(Short exercise):
Render the rows from their beginning through the line containing "66 130 L 47", both ends included, as a JSON list of strings with one string per line. Omit blank lines and leave the pictures out of the answer.

☆ ☆ ☆ ☆ ☆ ☆ ☆

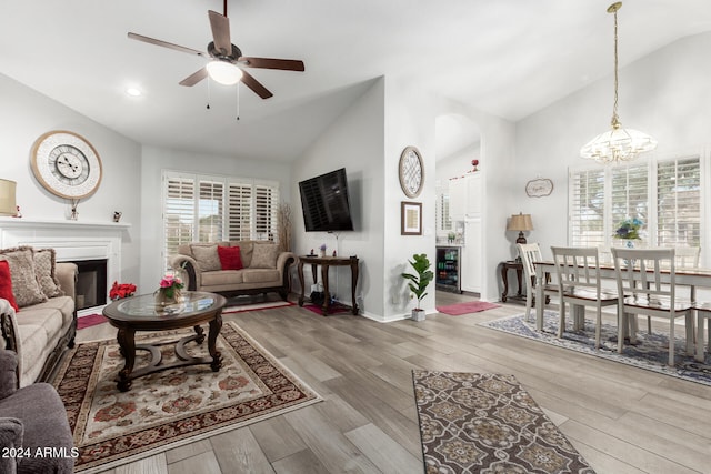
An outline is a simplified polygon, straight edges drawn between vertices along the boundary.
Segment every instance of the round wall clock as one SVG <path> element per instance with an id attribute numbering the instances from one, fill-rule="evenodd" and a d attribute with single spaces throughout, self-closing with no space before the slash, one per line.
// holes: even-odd
<path id="1" fill-rule="evenodd" d="M 66 130 L 47 132 L 37 139 L 30 164 L 37 181 L 60 198 L 87 198 L 101 182 L 97 150 L 83 137 Z"/>
<path id="2" fill-rule="evenodd" d="M 400 186 L 408 198 L 417 198 L 424 184 L 424 162 L 420 151 L 414 147 L 407 147 L 400 154 L 398 164 Z"/>

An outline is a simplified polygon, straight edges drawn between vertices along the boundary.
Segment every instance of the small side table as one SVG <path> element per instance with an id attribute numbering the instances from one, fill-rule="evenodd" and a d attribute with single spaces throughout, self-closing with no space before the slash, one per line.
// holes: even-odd
<path id="1" fill-rule="evenodd" d="M 329 313 L 331 305 L 331 295 L 329 293 L 329 266 L 350 266 L 351 268 L 351 312 L 353 315 L 358 315 L 358 304 L 356 303 L 356 286 L 358 285 L 358 256 L 352 255 L 349 258 L 343 256 L 318 256 L 318 255 L 301 255 L 299 256 L 299 264 L 297 270 L 299 273 L 299 283 L 301 284 L 301 294 L 299 295 L 299 306 L 303 306 L 303 264 L 311 264 L 311 274 L 313 282 L 317 282 L 317 268 L 321 265 L 321 282 L 323 282 L 323 305 L 321 306 L 321 314 L 324 316 Z"/>
<path id="2" fill-rule="evenodd" d="M 501 293 L 501 302 L 505 303 L 509 299 L 517 302 L 525 303 L 525 294 L 522 293 L 522 276 L 523 276 L 523 263 L 515 260 L 507 260 L 499 264 L 501 268 L 501 281 L 503 282 L 503 293 Z M 519 289 L 515 295 L 509 296 L 509 270 L 515 270 L 515 278 L 519 282 Z"/>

☆ ☆ ☆ ☆ ☆ ☆ ☆

(The answer):
[
  "An outline is a simplified polygon, straight edges drawn between vertices along the boundary.",
  "Segment every instance of the round wall clock as one SVG <path> element per instance with an id attribute numbering the instances from one, fill-rule=\"evenodd\" and a d attribute with single spaces throughout, self-closing with no space before the slash, one per line.",
  "// holes: even-odd",
  "<path id=\"1\" fill-rule=\"evenodd\" d=\"M 66 130 L 47 132 L 37 139 L 30 164 L 37 181 L 60 198 L 87 198 L 101 182 L 97 150 L 83 137 Z\"/>"
]